- _Prompt 1_:
Duplicate the passage of the placement account starting at "The best place" and ending at "our own practise.".
- _Prompt 2_:
State whether each statement agrees with the placement account, answering yes or no and quoting the deciding words: (a) Language lessons at the Work the World house were held two days a week. (b) The week in Boracay took place while the placement was still running. (c) The radiography students met in the Philippines spend a whole year on placement.

- _Document excerpt_:
•••••
It also helped me gain adaptability to a different environment. Communication, especially non-verbal communication, was a very big learning area for me, and I learnt to avoid using closed-off body language with patients. I learnt a lot of Hiligaynon, the local dialect, and we also had language lessons at the Work the World house two days a week. I knew the phrases I needed in the hospital which made a huge difference to my experience as well as to my relationship with the patients.
In the afternoons after placement, we went to a local hotels with swimming pools, visited nice resorts, and chilled out with the our housemates. Every Friday night we had BBQ night, which was amazing, complete with karaoke, which was so much fun. On the weekends, we’d try and travel as much as possible. The first weekend we went to Antique, the second Gigantes Island, and the third was Boracay — otherwise known as the party city. We stayed in Boracay for a full week (our placement had finished at that point) whilst organising our travel further to El Nido, voted one of the most beautiful islands in the world and a really stunning destination.
The best place was Boracay. It was touristic, but everywhere was air conditioned! There were beaches and it had a “holiday” vibe. We did loads of activities there too — scuba diving, parasailing and more. But El Nido was beautiful, with white beaches and very clear waters.
While in the house, we met students from a lot of different disciplines — pharmacists, nurses, midwives, medics, all of whom spent time in different departments, like the animal bites clinic, burns or OBG. After placement, we talked about our experiences meaning we could understand things outside the scope of our own practise.
I also met students from Philippines, including radiography students, who spend a whole year on placement. They’re known as ‘interns’ in the Philippines. We learnt from each other, and it was nice to understand their experiences and what they thought about our learning differences. The first few years of their practise is textbook only, so they often came to the hospital without practical experience.
My favourite memory was in CT, where the staff cooked loads of food one lunch break — we had a big feast! There was a really nice atmosphere, with all the staff getting involved. They even taught me to make sticky rice and fish curry. All the doctors came and we sat together giving us a real sense of togetherness. That was one highlight of my hospital experience. Being the Philippines, we also took loads of selfies and ate plenty of cake!
If you’re considering a Work the World placement, my advice would be ‘definitely go!’ It’s the chance of a lifetime, and will open your mind to different cultures and experiences. The programme in Iloilo is absolutely fantastic. It’s organised so well and every student there is happy and having the time of their life!
•••••
- _The data_:
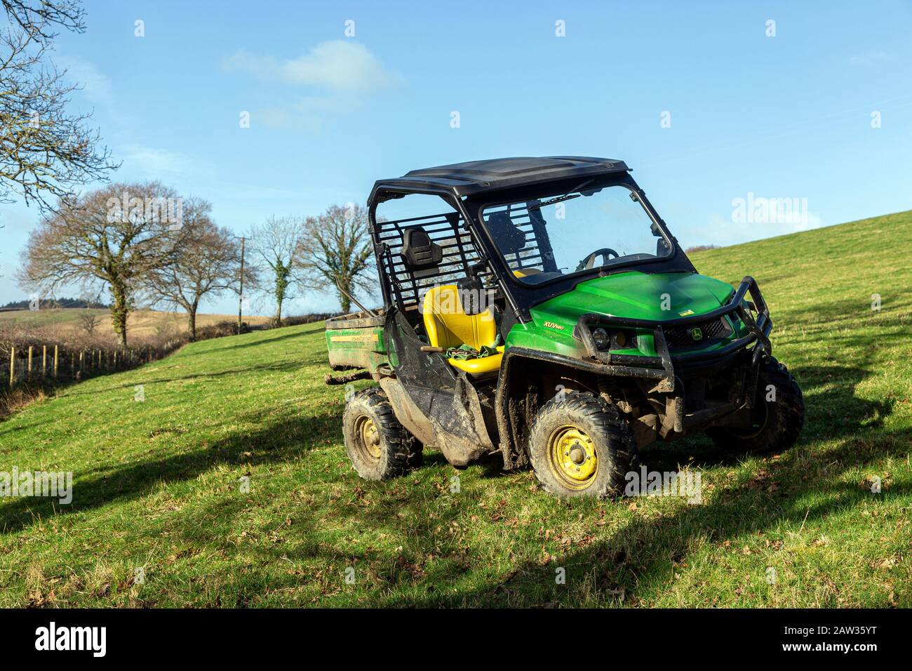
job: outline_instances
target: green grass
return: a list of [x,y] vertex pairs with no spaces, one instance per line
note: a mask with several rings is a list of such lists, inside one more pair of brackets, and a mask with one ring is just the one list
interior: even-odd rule
[[483,465],[451,493],[436,453],[361,481],[320,324],[66,389],[0,424],[0,470],[75,474],[69,507],[0,502],[0,605],[908,606],[910,240],[903,213],[695,255],[758,278],[807,405],[780,455],[644,451],[650,469],[699,469],[700,505],[568,503]]

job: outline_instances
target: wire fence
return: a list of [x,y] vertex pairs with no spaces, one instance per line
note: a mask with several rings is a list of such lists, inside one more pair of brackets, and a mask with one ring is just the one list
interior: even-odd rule
[[11,392],[26,383],[78,382],[89,377],[127,371],[162,359],[183,340],[168,341],[162,345],[117,348],[74,349],[61,345],[29,345],[2,351],[0,367],[3,386]]

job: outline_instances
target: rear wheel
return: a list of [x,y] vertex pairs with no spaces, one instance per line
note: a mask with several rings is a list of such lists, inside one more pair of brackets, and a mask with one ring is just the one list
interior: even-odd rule
[[421,444],[396,419],[386,394],[376,387],[358,392],[342,415],[345,446],[366,480],[387,480],[421,463]]
[[583,392],[543,405],[529,438],[535,476],[562,498],[620,494],[636,453],[633,430],[617,408]]
[[803,425],[801,387],[785,366],[770,357],[757,379],[751,426],[713,426],[706,435],[724,449],[764,453],[791,447]]

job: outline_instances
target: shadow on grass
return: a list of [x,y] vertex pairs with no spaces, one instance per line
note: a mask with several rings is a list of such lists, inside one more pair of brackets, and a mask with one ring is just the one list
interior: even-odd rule
[[[294,326],[283,326],[280,329],[270,329],[270,331],[275,330],[285,330],[285,329],[295,329]],[[312,333],[317,333],[319,331],[325,330],[325,328],[321,324],[318,327],[312,327],[308,329],[303,329],[301,330],[286,331],[284,333],[276,333],[275,335],[270,335],[264,338],[256,338],[255,340],[250,340],[247,342],[233,343],[231,341],[224,341],[223,339],[213,339],[219,340],[220,350],[224,351],[233,351],[235,350],[244,350],[248,347],[260,347],[265,344],[275,344],[280,341],[286,341],[293,338],[304,338],[306,336],[311,335]],[[262,332],[262,331],[261,331]],[[235,336],[224,336],[224,338],[233,338]],[[200,354],[212,354],[212,350],[210,349],[201,349],[199,351],[187,351],[183,353],[184,357],[199,356]]]
[[[869,374],[864,368],[808,367],[797,370],[796,373],[805,383],[814,381],[819,384],[838,379],[840,383],[807,395],[803,438],[799,439],[793,450],[764,459],[762,467],[746,478],[739,480],[733,473],[729,478],[714,478],[717,488],[702,505],[681,505],[660,516],[638,515],[609,539],[554,550],[559,557],[550,563],[517,561],[509,571],[498,574],[490,567],[490,556],[485,554],[483,544],[473,540],[471,528],[465,529],[461,542],[445,542],[448,549],[444,550],[435,548],[441,539],[441,529],[442,538],[447,541],[446,533],[452,525],[465,525],[465,508],[460,505],[458,495],[448,494],[445,487],[439,487],[435,496],[426,482],[427,477],[420,486],[410,482],[413,477],[422,479],[420,471],[398,483],[378,486],[383,489],[363,485],[368,492],[358,494],[362,485],[356,485],[351,497],[299,507],[294,513],[295,523],[288,531],[297,541],[296,550],[289,550],[280,544],[275,549],[260,548],[256,551],[264,564],[317,560],[320,566],[335,567],[339,571],[345,566],[366,571],[372,581],[368,590],[361,594],[363,601],[358,602],[365,605],[612,605],[619,603],[617,597],[619,593],[625,594],[627,603],[648,604],[674,580],[676,568],[686,564],[694,543],[723,543],[742,535],[774,531],[782,523],[813,524],[870,502],[874,498],[864,482],[846,483],[840,479],[851,469],[864,468],[890,455],[905,454],[905,446],[912,440],[912,430],[886,433],[883,419],[890,413],[890,405],[855,395],[855,385]],[[838,422],[834,422],[834,414],[839,415]],[[809,438],[830,438],[838,443],[825,450],[803,449],[803,442]],[[677,470],[679,464],[687,463],[686,455],[692,450],[697,455],[690,460],[691,465],[724,468],[745,457],[743,454],[708,447],[707,443],[695,439],[668,447],[653,447],[644,452],[644,462],[649,470]],[[516,480],[511,482],[511,478],[524,476],[502,477],[506,487],[516,483]],[[511,488],[515,492],[515,488]],[[908,493],[904,488],[894,487],[883,497]],[[364,496],[369,497],[371,506],[360,505],[360,497]],[[448,497],[453,500],[450,502]],[[607,503],[607,513],[620,511],[629,503],[627,499]],[[566,505],[576,508],[581,515],[596,509],[592,502]],[[594,518],[590,517],[593,522]],[[358,529],[368,536],[402,539],[406,550],[368,545],[352,551],[345,546],[326,542],[326,537],[320,536],[320,529],[330,519],[336,529]],[[547,524],[546,519],[543,522]],[[500,520],[500,525],[503,529],[495,533],[509,539],[514,530],[509,519]],[[188,525],[188,529],[199,526],[197,521]],[[522,542],[535,546],[542,541]],[[433,561],[422,559],[428,554],[434,555]],[[575,591],[555,584],[555,566],[565,569],[567,584],[576,585]],[[287,576],[273,575],[268,588],[293,590],[310,579],[294,571]],[[578,588],[584,582],[585,593]],[[238,598],[244,604],[257,598],[254,585],[235,585],[233,589],[238,592]],[[331,603],[336,597],[330,594],[325,598],[327,601],[317,603]],[[338,598],[350,603],[344,594]],[[711,602],[707,600],[707,604]],[[879,605],[887,605],[886,597]]]
[[[247,372],[293,372],[304,368],[305,366],[310,366],[322,362],[322,360],[317,359],[315,359],[314,361],[285,361],[273,363],[261,363],[254,366],[246,366],[245,368],[231,368],[224,371],[216,371],[214,372],[192,372],[187,375],[171,375],[170,377],[159,377],[150,380],[142,378],[141,380],[132,380],[124,384],[115,384],[114,386],[104,387],[103,389],[94,389],[90,392],[71,392],[67,395],[94,396],[98,393],[103,393],[104,392],[113,392],[118,389],[133,389],[133,387],[137,384],[149,386],[151,384],[164,384],[167,383],[181,382],[185,380],[215,379],[232,375],[240,375]],[[3,431],[0,431],[0,435],[2,434]]]
[[337,439],[338,413],[318,416],[273,416],[251,413],[238,417],[255,431],[233,434],[200,449],[127,466],[100,466],[74,473],[73,502],[57,498],[19,497],[0,503],[0,533],[21,530],[42,518],[83,513],[114,502],[149,494],[161,485],[187,481],[220,464],[262,464],[299,458],[317,445]]
[[[439,473],[422,471],[381,485],[360,483],[349,474],[345,482],[351,483],[350,492],[340,498],[316,496],[313,503],[289,511],[295,523],[286,533],[296,541],[293,549],[285,543],[244,549],[223,545],[221,551],[228,555],[255,552],[262,565],[312,563],[316,560],[326,570],[335,567],[339,572],[342,567],[355,566],[372,579],[369,589],[362,592],[365,605],[611,605],[618,603],[617,595],[622,592],[627,603],[648,603],[661,593],[663,585],[674,580],[676,568],[687,562],[695,543],[722,543],[744,534],[769,532],[783,522],[813,523],[869,502],[872,495],[864,483],[840,482],[840,478],[851,469],[864,468],[890,455],[905,454],[906,446],[912,441],[912,430],[886,432],[884,418],[892,411],[891,405],[855,394],[855,385],[871,374],[864,365],[804,367],[794,372],[809,392],[804,432],[793,450],[765,459],[762,467],[748,479],[714,478],[718,488],[700,506],[681,505],[661,516],[636,516],[608,539],[555,550],[559,553],[556,561],[518,561],[505,573],[493,570],[483,543],[465,527],[466,509],[459,495],[449,493],[446,478],[440,478]],[[75,505],[65,514],[138,498],[160,483],[191,480],[218,464],[287,461],[326,440],[338,440],[338,413],[318,417],[254,415],[247,419],[264,424],[254,432],[232,435],[188,454],[90,472],[75,483]],[[803,449],[802,444],[811,438],[838,442],[825,450]],[[725,468],[742,458],[744,455],[720,451],[700,439],[653,446],[643,454],[649,470],[677,470],[681,463]],[[426,456],[429,471],[442,463],[437,453]],[[485,467],[482,477],[490,475],[488,470]],[[809,477],[809,473],[824,475]],[[337,483],[345,477],[335,474],[329,477]],[[515,495],[518,483],[524,487],[527,474],[500,477],[504,488],[509,487]],[[435,483],[434,479],[442,482]],[[318,489],[317,494],[321,493]],[[883,496],[907,494],[904,488],[893,488]],[[547,495],[520,493],[522,496]],[[362,505],[365,497],[371,499],[370,506]],[[236,502],[231,509],[213,505],[216,508],[172,520],[171,528],[189,541],[207,542],[226,536],[235,517],[244,512],[244,505]],[[596,509],[588,501],[554,505],[579,510],[581,519]],[[629,501],[598,505],[610,515],[625,509]],[[0,530],[15,531],[32,524],[36,516],[55,513],[59,514],[59,508],[55,510],[51,502],[14,499],[0,506]],[[594,517],[589,516],[593,523]],[[491,519],[497,525],[498,536],[512,538],[514,529],[508,519]],[[547,524],[546,519],[542,521]],[[395,544],[368,545],[356,550],[327,540],[332,538],[323,533],[327,523],[335,529],[358,529],[378,538],[402,539],[406,549],[389,549]],[[446,535],[453,525],[463,528],[458,542]],[[441,539],[442,548],[439,548]],[[522,542],[527,547],[542,543],[537,539]],[[432,561],[427,561],[429,554],[434,555]],[[567,585],[554,583],[555,566],[566,570]],[[307,571],[287,571],[268,577],[264,572],[259,577],[254,573],[244,583],[226,584],[226,592],[213,597],[217,601],[212,604],[248,605],[256,603],[264,587],[272,592],[293,590],[311,580],[316,579]],[[579,589],[568,589],[568,585],[584,582],[587,585],[585,595]],[[323,598],[326,601],[317,603],[330,603],[335,597]],[[345,596],[338,598],[344,600]]]

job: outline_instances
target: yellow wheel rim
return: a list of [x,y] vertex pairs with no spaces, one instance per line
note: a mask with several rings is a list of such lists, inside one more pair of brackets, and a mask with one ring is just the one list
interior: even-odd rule
[[380,447],[380,435],[377,431],[377,425],[370,417],[362,414],[358,418],[358,435],[364,446],[365,452],[374,459],[379,459],[382,453]]
[[578,426],[558,426],[548,438],[548,467],[565,487],[586,489],[598,472],[596,444]]

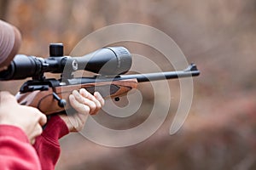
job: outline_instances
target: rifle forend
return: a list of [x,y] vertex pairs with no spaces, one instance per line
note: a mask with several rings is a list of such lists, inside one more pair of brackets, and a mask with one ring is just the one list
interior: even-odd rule
[[[119,96],[136,88],[138,82],[200,75],[195,64],[183,71],[120,75],[128,71],[131,65],[131,56],[122,47],[104,48],[84,57],[71,58],[63,56],[61,44],[51,44],[50,57],[48,59],[16,55],[9,69],[0,72],[0,80],[32,77],[21,86],[16,99],[21,105],[36,107],[43,113],[50,115],[71,109],[68,96],[73,90],[85,88],[91,94],[97,91],[103,98],[111,97],[119,100]],[[77,70],[99,75],[73,77],[73,72]],[[61,73],[61,78],[45,78],[44,72]]]

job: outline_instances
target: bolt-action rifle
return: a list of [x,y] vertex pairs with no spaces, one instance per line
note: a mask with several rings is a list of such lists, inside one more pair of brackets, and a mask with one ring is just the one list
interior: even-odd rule
[[[126,94],[138,82],[195,76],[200,75],[195,64],[183,71],[124,75],[131,66],[131,55],[123,47],[107,47],[83,57],[64,56],[61,43],[49,45],[48,59],[17,54],[7,70],[0,72],[0,80],[26,82],[16,94],[21,105],[36,107],[46,115],[70,109],[68,96],[73,90],[85,88],[99,92],[103,98]],[[74,77],[79,70],[96,73],[93,77]],[[61,73],[60,79],[46,78],[45,72]]]

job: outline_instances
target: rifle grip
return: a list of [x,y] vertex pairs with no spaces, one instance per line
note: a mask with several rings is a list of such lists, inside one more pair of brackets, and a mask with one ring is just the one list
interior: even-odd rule
[[[68,97],[73,90],[85,88],[91,94],[98,91],[104,99],[107,99],[125,95],[132,88],[136,88],[137,85],[137,79],[69,85],[55,87],[55,92],[50,88],[47,91],[36,90],[25,94],[18,93],[16,99],[20,105],[32,106],[45,115],[51,115],[71,108]],[[64,108],[60,107],[59,101],[54,98],[53,93],[55,93],[60,99],[66,99],[67,105]]]

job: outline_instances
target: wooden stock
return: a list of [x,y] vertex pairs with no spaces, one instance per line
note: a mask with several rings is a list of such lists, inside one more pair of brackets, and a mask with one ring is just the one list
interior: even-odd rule
[[[45,115],[50,115],[70,109],[68,96],[73,90],[85,88],[90,93],[99,92],[106,99],[108,97],[115,98],[126,94],[137,85],[137,79],[127,79],[113,82],[102,82],[94,83],[85,83],[69,86],[60,86],[50,88],[47,91],[33,91],[25,94],[18,93],[16,99],[20,105],[29,105],[38,108]],[[65,108],[58,105],[58,101],[54,99],[53,93],[55,93],[61,99],[67,101]]]

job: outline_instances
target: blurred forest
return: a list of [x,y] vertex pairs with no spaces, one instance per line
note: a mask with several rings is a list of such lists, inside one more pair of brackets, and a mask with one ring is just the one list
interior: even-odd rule
[[[133,146],[108,148],[69,134],[56,169],[256,169],[255,0],[0,0],[0,17],[22,32],[20,53],[40,57],[55,42],[68,54],[106,26],[148,25],[174,39],[201,71],[177,133],[169,135],[171,109],[160,128]],[[22,82],[1,82],[0,90],[15,94]]]

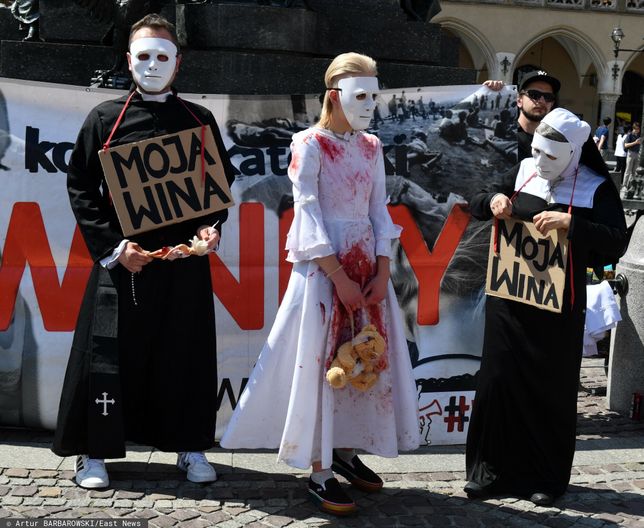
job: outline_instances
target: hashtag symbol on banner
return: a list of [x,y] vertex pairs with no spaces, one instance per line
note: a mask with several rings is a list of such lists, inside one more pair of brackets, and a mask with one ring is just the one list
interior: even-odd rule
[[465,403],[465,396],[458,397],[458,405],[456,405],[456,396],[449,397],[449,405],[443,409],[447,413],[447,416],[443,418],[447,424],[447,432],[454,432],[454,425],[456,424],[456,429],[459,432],[462,432],[465,424],[470,421],[469,417],[466,416],[466,412],[470,409],[470,406]]

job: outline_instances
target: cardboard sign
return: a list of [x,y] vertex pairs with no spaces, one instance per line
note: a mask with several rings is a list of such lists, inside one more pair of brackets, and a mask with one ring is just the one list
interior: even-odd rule
[[532,222],[499,220],[490,238],[485,293],[561,312],[567,257],[564,231],[543,236]]
[[177,224],[234,205],[221,156],[206,127],[101,150],[99,158],[123,235]]

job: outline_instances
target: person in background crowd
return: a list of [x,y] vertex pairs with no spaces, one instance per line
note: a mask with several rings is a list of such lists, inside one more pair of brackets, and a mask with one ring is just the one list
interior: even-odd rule
[[624,139],[624,150],[626,151],[626,169],[624,172],[624,183],[622,191],[624,194],[631,190],[633,180],[637,175],[637,161],[640,155],[640,145],[642,138],[640,135],[640,124],[633,123],[633,128]]
[[619,174],[619,185],[621,187],[624,181],[624,171],[626,171],[626,151],[624,150],[624,141],[631,131],[630,126],[624,127],[624,130],[617,135],[615,141],[615,172]]
[[595,143],[604,161],[608,158],[608,126],[612,122],[613,120],[610,117],[605,117],[602,121],[602,126],[597,127],[597,130],[595,130]]

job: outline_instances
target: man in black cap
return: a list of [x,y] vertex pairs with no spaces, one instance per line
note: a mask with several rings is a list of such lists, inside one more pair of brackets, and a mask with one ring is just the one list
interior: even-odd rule
[[543,70],[527,73],[521,79],[517,95],[519,108],[519,161],[532,157],[532,136],[545,115],[557,103],[561,83]]
[[[503,81],[485,81],[484,86],[498,91]],[[517,87],[517,108],[519,119],[517,141],[519,143],[518,161],[532,157],[532,136],[544,116],[557,106],[557,94],[561,83],[543,70],[526,73]]]

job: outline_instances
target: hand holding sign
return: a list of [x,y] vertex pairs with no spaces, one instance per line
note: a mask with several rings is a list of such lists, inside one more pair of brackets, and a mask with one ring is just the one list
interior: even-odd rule
[[570,227],[571,215],[559,211],[543,211],[535,215],[532,221],[534,227],[542,235],[547,235],[552,229],[568,229]]
[[136,242],[128,242],[119,255],[118,261],[129,272],[138,273],[143,269],[143,266],[152,262],[152,257]]
[[507,219],[512,216],[512,202],[505,194],[497,194],[490,202],[490,209],[496,218]]
[[208,245],[208,252],[214,251],[219,245],[219,231],[215,229],[219,222],[215,222],[212,226],[205,226],[199,229],[198,235],[203,242],[206,242]]

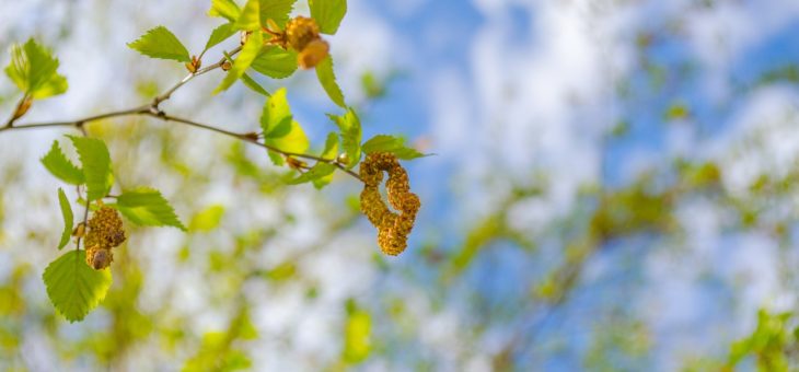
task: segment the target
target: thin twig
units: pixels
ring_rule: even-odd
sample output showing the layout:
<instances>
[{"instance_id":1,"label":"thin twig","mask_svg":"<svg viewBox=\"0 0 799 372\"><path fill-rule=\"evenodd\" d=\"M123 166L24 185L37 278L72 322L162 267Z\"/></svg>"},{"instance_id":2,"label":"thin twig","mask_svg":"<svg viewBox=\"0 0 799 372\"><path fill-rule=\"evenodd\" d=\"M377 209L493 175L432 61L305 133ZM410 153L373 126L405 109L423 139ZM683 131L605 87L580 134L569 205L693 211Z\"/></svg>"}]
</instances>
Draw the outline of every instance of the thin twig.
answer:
•••••
- _Reply 1_:
The best place was Boracay. It was touristic, but everywhere was air conditioned! There were beaches and it had a “holiday” vibe. We did loads of activities there too — scuba diving, parasailing and more. But El Nido was beautiful, with white beaches and very clear waters.
While in the house, we met students from a lot of different disciplines — pharmacists, nurses, midwives, medics, all of whom spent time in different departments, like the animal bites clinic, burns or OBG. After placement, we talked about our experiences meaning we could understand things outside the scope of our own practise.

- _Reply 2_:
(a) Yes: "we also had language lessons at the Work the World house two days a week"
(b) No: "our placement had finished at that point"
(c) Yes: "including radiography students, who spend a whole year on placement"